(Items listed in a dataset)
###

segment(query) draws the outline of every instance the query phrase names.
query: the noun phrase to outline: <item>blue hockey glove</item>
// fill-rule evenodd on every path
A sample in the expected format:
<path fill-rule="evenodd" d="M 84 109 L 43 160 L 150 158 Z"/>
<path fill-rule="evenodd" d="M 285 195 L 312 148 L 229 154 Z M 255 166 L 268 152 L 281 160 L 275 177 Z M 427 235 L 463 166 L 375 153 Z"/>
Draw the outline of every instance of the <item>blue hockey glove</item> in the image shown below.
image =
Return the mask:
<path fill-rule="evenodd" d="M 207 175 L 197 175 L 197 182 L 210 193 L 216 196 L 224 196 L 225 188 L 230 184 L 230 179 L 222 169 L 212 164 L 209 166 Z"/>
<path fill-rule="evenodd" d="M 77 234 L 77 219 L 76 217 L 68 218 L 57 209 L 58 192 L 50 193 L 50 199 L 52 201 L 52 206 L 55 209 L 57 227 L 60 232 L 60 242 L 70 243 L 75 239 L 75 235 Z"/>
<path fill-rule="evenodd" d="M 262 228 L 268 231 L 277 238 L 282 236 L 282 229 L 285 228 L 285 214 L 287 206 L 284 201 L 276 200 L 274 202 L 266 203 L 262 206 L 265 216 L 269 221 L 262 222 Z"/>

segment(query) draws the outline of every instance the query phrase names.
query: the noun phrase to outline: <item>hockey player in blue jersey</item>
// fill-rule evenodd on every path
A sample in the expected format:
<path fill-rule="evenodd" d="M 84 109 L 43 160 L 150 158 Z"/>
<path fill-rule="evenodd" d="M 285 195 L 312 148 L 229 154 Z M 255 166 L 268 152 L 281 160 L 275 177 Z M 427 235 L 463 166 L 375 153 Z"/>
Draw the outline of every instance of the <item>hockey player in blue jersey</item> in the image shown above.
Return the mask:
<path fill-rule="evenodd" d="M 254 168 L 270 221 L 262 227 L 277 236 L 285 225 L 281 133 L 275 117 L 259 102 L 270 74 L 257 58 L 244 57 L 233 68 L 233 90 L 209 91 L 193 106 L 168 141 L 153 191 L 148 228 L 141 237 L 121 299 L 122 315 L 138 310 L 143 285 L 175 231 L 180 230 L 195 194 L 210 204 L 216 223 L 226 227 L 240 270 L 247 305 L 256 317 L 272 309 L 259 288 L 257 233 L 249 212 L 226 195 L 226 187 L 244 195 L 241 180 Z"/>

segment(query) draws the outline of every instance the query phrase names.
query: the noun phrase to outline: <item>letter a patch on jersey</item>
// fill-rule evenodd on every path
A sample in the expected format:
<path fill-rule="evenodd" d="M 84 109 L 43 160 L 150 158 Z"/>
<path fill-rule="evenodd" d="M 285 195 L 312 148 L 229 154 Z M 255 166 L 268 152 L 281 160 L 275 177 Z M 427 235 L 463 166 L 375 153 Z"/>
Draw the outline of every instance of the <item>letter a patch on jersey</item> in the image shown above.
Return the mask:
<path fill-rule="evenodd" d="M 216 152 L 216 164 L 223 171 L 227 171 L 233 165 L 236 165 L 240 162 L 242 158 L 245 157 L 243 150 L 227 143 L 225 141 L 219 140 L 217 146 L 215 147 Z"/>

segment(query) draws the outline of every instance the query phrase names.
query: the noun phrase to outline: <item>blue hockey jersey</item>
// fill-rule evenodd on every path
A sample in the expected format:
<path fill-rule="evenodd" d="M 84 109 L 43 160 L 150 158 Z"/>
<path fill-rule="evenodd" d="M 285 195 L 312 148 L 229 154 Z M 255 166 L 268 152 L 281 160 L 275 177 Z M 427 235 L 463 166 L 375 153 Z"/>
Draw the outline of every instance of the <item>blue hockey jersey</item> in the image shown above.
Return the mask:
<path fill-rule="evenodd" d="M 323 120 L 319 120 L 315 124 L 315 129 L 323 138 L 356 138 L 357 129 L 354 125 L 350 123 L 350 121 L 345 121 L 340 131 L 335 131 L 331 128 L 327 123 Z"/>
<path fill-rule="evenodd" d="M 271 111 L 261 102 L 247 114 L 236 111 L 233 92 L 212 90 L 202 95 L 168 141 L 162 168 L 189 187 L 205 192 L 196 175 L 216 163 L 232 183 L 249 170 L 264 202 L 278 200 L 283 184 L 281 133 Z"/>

###

◆ DIRECTION: Copy out the records word for word, everything from the very beginning down to the line containing "262 228 L 268", with both ends included.

◆ RESULT FOR THIS TASK:
segment(query) draws the outline of every instance the query phrase names.
query: the noun phrase to outline: <item>blue hockey glove</item>
// fill-rule evenodd on every path
A sample in the expected format:
<path fill-rule="evenodd" d="M 84 109 L 43 160 L 150 158 Z"/>
<path fill-rule="evenodd" d="M 285 195 L 312 148 L 229 154 Z M 255 166 L 268 152 L 281 160 L 275 177 Z M 427 235 L 463 166 L 375 153 Z"/>
Draw the outline of every instance of the <item>blue hockey glove</item> in the image shown below.
image =
Return the mask:
<path fill-rule="evenodd" d="M 207 175 L 197 175 L 197 182 L 210 193 L 216 196 L 224 196 L 225 188 L 230 184 L 230 179 L 222 169 L 212 164 L 209 166 Z"/>
<path fill-rule="evenodd" d="M 77 234 L 77 219 L 76 217 L 68 218 L 57 209 L 58 192 L 50 193 L 50 199 L 52 201 L 52 206 L 55 209 L 57 227 L 60 232 L 60 242 L 70 243 L 75 239 L 75 235 Z"/>
<path fill-rule="evenodd" d="M 262 228 L 268 231 L 277 238 L 282 236 L 282 229 L 285 228 L 285 214 L 287 206 L 284 201 L 276 200 L 274 202 L 266 203 L 262 206 L 265 216 L 269 221 L 262 222 Z"/>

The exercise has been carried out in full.